++++ SELECTED TEXT ++++
Recently, I saw a good film, “The Bucket List” in the company of young adults. Two old codgers Edward (Jack Nicholson) and Carter (Morgan Freeman) end up in hospital because of a terminal illness. They share the same hospital room together and they become good friends. After making a “bucket list” (list of things to do before they ‘kick the bucket’), they set out together on a worldwide adventure, completing the items on the list—and adding more—as they go along.
There are many engaging twists and relevant messages in the film. At one point Edward arranges a prostitute for Carter, who refuses and in the process finds a renewed love for his wife. Edward also shares personal experiences from his own life: He’s been married three times, and has a daughter, from whom he’s estranged. Carter understands that Edward longs for his family, and arranges a meeting at his daughter’s home. Edward was furious, and responded by saying that he doesn’t need anybody. When Carter passes away, a letter he left moves Edward to reconcile with his daughter, giving him an opportunity to be with the cutest girl in the world—his granddaughter.
During one of their journeys, Carter asks Edward some questions about life. Have you found joy in your life?” “Has your life brought joy to others?” Edward says he envies people who have faith but he never could get his head around it. Faith doesn’t make sense to him. Does it make sense for you? In the end of their lives, they realise what is really important. Why do we never know what we have got until it’s gone? This film reminds us to cherish our lives at every moment and treasure our families and friends. I often wondered if I had six months to live, what would be my response?
I recall a line from the film: Upon death, God asks a question: “Were you ever happy?” The answer determines whether or not you’ll be allowed into heaven. This makes an important point: The purpose of life is happiness, even to the last moments. It doesn’t matter how much money you make; what matters is whether or not you’re happy in the process of making it. At the end of the day, the goal of making money should be to increase your own happiness, not accumulating wealth just for the sake of becoming wealthy.
Having watched the film a lively discussion ensued. It is a film that raised many questions for me. It is well worth watching especially for anyone discerning their future direction in life. We can also call the ‘bucket list’ a ‘list of dreams’. ‘Bucket list’ emphasizes passing away, while ‘list of dreams’ sounds more life-centered. We should make a list of dreams—at the very least this will give us goals to strive towards in our youth, giving us fuller and happier lives. So, what’s first on your list?
++++
**TASK ITEM A:**
Repeat the passage of the film review starting with "Having watched the" and going on through "on your list?".
**TASK ITEM B:**
Answer these questions from the film review:
(i) How many times has Edward been married?
(ii) According to the line the writer recalls from the film, what question does God ask upon death?
(iii) What other name does the writer suggest for the "bucket list"?
None of the rows that follow is needed for working with the film review.
++++ LISTED RECORDS ++++
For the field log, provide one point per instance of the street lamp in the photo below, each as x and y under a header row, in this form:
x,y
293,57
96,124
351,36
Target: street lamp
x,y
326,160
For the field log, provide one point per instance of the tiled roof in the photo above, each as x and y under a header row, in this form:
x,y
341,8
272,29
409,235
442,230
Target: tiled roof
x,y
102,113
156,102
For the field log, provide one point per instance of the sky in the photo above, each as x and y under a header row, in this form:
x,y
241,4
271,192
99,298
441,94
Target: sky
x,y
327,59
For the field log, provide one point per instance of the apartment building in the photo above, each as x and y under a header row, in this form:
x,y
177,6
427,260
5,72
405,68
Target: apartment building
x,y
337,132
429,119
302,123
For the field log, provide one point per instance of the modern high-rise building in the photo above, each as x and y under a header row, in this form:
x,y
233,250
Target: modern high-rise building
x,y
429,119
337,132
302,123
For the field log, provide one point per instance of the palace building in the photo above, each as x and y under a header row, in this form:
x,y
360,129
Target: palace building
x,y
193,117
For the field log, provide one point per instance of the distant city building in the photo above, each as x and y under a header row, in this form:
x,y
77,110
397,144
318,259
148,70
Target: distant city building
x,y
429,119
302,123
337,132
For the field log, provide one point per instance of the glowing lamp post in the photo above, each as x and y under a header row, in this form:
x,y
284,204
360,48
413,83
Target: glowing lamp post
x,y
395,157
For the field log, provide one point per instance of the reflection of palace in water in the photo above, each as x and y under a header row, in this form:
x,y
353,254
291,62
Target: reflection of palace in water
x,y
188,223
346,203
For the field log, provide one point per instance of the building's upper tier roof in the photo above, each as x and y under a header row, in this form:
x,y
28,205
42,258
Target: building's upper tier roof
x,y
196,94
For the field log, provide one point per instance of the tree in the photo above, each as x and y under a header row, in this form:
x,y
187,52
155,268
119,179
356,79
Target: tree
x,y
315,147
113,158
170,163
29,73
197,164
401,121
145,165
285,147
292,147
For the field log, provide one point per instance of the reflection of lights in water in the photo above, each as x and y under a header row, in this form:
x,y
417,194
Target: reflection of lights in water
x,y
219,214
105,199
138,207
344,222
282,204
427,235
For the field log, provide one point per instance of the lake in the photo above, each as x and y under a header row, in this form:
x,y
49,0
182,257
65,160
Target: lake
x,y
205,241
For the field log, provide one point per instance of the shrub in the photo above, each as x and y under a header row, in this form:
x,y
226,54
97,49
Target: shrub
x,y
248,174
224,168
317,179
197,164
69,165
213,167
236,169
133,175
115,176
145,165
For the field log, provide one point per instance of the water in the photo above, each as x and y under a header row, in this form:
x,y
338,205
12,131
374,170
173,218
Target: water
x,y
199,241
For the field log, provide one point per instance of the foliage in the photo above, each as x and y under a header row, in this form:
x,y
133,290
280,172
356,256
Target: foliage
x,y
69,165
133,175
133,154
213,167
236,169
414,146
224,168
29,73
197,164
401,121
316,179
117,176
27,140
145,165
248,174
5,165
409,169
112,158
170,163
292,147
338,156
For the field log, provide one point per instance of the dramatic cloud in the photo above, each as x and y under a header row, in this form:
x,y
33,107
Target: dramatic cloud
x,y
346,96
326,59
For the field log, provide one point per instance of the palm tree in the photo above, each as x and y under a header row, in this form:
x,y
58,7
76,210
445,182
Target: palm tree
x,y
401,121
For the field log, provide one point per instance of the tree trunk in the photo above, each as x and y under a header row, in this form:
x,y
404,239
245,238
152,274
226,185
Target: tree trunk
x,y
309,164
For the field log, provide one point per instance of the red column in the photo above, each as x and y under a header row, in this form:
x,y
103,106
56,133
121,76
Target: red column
++++
++++ LISTED RECORDS ++++
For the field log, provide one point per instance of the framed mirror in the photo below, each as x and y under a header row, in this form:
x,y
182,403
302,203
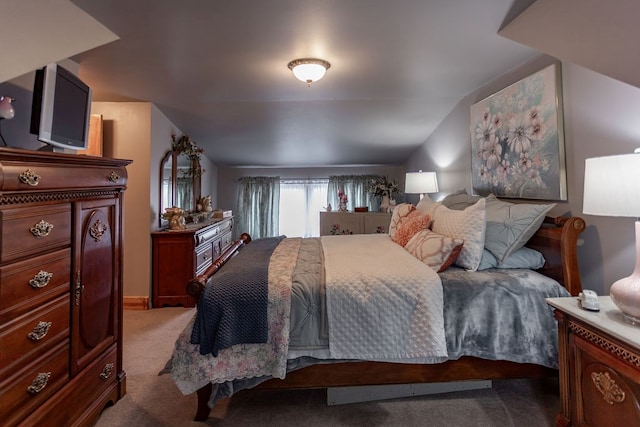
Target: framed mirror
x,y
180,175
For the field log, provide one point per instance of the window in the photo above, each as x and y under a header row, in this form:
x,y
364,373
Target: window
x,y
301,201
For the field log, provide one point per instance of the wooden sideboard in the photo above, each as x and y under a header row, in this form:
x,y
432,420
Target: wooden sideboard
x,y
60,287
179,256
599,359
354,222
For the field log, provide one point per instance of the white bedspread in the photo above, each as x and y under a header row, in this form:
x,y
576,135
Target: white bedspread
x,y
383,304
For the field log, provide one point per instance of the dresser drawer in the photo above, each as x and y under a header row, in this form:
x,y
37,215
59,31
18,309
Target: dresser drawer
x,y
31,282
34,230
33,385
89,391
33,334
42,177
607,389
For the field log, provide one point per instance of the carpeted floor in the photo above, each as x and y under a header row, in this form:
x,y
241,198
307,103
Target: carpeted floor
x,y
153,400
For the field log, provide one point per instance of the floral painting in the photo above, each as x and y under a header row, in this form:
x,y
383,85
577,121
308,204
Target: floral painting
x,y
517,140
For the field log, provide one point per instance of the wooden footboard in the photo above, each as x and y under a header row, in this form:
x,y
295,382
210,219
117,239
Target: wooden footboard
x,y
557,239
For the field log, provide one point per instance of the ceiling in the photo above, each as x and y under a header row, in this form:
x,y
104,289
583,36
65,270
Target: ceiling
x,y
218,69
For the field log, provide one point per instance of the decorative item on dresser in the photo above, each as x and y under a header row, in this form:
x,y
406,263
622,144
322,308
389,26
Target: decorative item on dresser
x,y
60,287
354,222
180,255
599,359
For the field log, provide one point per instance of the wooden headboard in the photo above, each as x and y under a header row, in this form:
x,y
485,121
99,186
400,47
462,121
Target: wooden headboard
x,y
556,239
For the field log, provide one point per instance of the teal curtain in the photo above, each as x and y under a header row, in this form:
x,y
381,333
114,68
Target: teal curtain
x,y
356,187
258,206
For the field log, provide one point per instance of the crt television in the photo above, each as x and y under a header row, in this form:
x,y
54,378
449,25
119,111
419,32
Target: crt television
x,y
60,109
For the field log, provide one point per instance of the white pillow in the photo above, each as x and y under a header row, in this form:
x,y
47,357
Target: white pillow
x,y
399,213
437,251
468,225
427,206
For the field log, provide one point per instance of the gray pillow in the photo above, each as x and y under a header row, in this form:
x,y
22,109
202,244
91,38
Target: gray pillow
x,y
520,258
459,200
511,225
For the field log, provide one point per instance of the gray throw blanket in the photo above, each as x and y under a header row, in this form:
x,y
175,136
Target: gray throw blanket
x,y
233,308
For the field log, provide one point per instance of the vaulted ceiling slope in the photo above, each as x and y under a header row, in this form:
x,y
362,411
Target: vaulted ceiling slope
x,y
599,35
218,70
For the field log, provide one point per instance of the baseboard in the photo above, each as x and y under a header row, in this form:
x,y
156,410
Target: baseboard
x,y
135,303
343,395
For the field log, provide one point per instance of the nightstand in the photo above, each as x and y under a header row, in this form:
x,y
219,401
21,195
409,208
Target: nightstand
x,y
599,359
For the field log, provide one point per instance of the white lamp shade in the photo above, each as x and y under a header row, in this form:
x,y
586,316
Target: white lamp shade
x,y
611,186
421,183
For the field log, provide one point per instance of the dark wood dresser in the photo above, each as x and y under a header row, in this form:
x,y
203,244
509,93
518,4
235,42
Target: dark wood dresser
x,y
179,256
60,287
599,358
++++
++++ LISTED RECORDS ++++
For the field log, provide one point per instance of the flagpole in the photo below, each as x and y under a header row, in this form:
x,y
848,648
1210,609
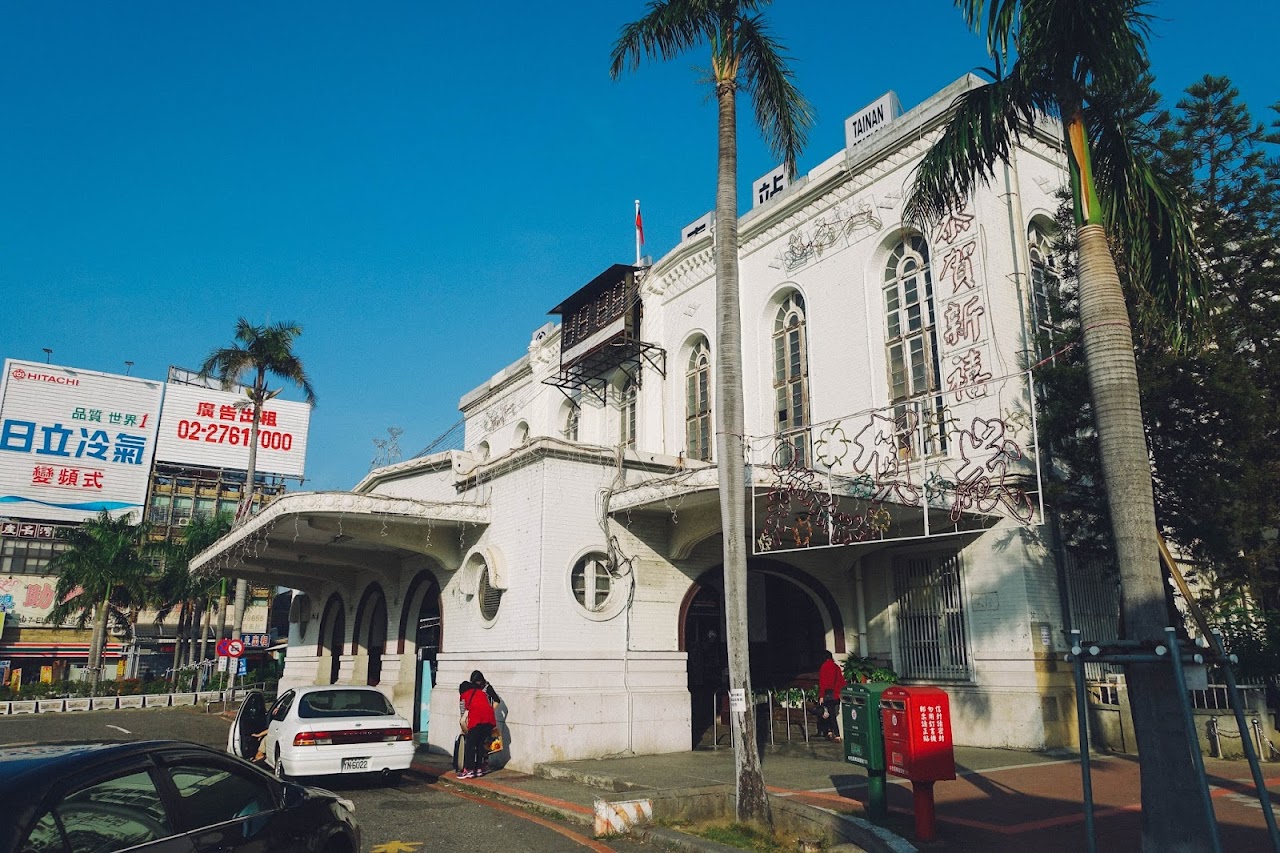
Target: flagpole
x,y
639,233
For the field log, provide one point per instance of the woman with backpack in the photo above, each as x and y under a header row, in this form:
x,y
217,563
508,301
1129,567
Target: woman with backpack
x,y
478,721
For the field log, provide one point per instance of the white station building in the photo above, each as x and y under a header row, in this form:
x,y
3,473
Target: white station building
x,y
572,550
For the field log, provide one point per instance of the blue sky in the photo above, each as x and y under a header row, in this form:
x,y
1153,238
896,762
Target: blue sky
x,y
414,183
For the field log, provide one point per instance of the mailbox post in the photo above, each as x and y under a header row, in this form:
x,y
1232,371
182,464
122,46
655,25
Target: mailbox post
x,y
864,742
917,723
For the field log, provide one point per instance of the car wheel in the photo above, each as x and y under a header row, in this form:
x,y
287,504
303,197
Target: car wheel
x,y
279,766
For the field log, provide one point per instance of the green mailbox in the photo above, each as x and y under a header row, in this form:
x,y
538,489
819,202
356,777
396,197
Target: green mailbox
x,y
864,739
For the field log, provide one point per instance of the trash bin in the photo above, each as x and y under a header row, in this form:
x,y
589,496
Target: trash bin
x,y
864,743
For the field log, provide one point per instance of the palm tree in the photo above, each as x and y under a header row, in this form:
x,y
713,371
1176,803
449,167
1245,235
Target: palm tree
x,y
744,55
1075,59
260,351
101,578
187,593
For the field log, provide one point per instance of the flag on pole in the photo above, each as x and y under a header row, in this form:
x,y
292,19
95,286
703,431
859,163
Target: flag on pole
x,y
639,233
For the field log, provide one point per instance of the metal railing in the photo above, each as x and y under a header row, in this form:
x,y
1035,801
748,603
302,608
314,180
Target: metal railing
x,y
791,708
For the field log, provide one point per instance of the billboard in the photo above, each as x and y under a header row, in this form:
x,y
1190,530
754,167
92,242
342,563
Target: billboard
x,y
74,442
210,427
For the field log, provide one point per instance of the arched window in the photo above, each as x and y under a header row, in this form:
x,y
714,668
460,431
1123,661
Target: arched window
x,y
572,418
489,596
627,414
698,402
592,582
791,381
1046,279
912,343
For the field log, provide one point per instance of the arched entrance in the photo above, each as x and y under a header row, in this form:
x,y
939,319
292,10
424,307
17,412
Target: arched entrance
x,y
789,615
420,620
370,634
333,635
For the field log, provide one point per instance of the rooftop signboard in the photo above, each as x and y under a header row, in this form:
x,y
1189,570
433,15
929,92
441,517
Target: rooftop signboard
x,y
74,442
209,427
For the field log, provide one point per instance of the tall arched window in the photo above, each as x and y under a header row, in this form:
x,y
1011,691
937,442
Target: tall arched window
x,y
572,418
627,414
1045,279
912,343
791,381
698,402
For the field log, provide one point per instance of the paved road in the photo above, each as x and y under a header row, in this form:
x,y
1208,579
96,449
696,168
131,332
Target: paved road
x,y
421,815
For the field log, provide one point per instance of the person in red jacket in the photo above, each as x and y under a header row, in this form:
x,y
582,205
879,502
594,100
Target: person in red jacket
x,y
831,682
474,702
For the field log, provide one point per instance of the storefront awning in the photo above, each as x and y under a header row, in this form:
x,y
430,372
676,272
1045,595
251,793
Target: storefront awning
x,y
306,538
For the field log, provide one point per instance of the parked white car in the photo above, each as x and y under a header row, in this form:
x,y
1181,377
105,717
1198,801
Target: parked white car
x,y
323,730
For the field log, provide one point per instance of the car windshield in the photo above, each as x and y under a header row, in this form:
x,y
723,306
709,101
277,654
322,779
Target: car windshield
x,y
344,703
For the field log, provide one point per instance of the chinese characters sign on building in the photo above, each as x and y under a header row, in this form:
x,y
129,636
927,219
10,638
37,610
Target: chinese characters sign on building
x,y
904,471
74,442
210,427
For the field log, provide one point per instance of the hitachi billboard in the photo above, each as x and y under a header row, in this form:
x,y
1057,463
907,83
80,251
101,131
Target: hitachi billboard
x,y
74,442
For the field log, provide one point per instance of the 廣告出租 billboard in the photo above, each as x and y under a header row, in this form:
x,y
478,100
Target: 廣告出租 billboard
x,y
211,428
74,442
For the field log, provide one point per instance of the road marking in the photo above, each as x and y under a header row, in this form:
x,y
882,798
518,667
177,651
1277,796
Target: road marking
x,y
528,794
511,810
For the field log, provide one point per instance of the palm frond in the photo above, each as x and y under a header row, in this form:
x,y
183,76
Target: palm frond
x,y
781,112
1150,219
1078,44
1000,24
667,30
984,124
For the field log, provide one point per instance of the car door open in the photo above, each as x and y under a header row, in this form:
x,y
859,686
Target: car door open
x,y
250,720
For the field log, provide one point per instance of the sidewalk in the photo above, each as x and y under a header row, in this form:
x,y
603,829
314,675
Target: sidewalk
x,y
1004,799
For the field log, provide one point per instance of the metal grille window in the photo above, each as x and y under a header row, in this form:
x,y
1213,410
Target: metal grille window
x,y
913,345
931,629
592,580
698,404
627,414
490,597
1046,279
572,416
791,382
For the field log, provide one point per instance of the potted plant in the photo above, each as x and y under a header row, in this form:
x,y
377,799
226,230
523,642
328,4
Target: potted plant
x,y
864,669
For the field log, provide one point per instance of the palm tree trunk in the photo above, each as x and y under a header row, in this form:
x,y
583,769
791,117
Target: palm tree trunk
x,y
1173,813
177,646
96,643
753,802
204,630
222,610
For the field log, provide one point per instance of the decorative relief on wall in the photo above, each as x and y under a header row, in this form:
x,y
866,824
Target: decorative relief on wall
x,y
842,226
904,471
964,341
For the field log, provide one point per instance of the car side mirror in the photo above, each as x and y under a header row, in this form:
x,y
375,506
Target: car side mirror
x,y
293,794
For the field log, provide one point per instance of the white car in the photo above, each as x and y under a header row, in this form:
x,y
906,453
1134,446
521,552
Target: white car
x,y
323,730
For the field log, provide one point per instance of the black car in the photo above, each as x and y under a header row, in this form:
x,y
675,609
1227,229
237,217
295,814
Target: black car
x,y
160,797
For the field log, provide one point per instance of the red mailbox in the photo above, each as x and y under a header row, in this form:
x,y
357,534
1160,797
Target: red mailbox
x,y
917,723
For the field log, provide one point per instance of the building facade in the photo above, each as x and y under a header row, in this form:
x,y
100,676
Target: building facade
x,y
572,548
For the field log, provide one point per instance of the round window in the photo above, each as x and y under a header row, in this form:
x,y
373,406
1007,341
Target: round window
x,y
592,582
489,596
++++
**YOUR SOLUTION A:**
Having watched the film a lively discussion ensued. It is a film that raised many questions for me. It is well worth watching especially for anyone discerning their future direction in life. We can also call the ‘bucket list’ a ‘list of dreams’. ‘Bucket list’ emphasizes passing away, while ‘list of dreams’ sounds more life-centered. We should make a list of dreams—at the very least this will give us goals to strive towards in our youth, giving us fuller and happier lives. So, what’s first on your list?

**YOUR SOLUTION B:**
(i) Three times.
(ii) "Were you ever happy?"
(iii) A "list of dreams."